ACTIVITY:
Filter the entries for the word "ring". Copy each line in which it occurs.

Segmentation mask data:
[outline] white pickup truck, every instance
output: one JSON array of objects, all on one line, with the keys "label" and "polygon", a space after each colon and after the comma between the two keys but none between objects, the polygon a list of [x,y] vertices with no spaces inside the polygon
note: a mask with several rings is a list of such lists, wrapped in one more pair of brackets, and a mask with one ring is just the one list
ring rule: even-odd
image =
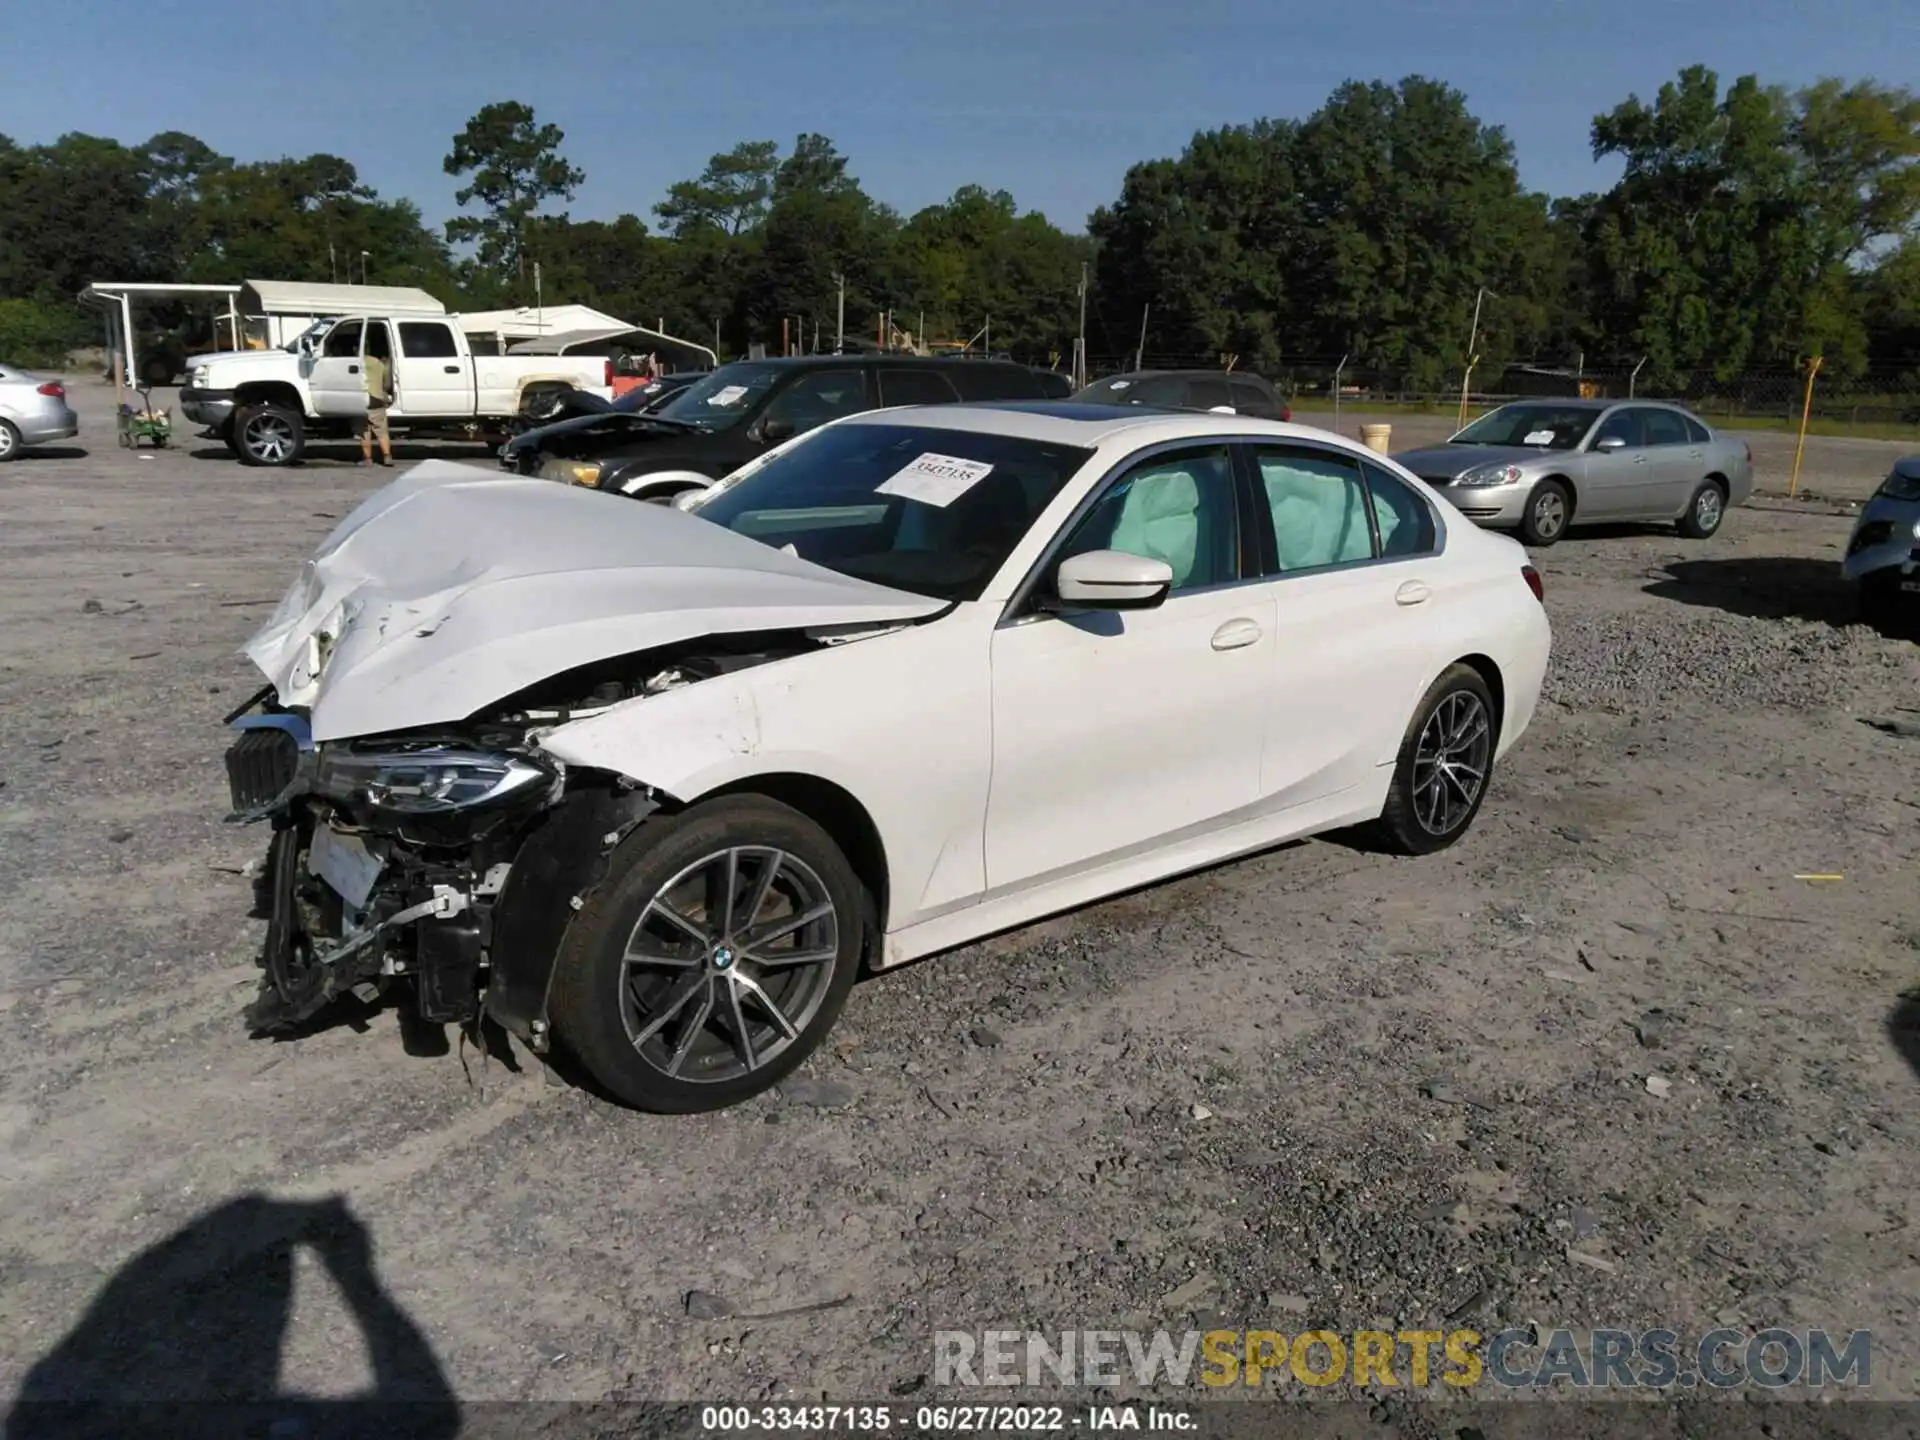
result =
[{"label": "white pickup truck", "polygon": [[387,416],[396,433],[494,440],[559,392],[612,393],[604,357],[476,355],[449,319],[351,316],[316,321],[278,350],[195,355],[180,411],[216,432],[242,465],[291,465],[308,440],[351,435],[365,417],[369,336],[376,354],[392,357]]}]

RESPONSE AREA:
note: a mask with several rings is a list of such lists, wrapped in one more pair of brackets, and a mask with one ring is just the one list
ring rule: even-odd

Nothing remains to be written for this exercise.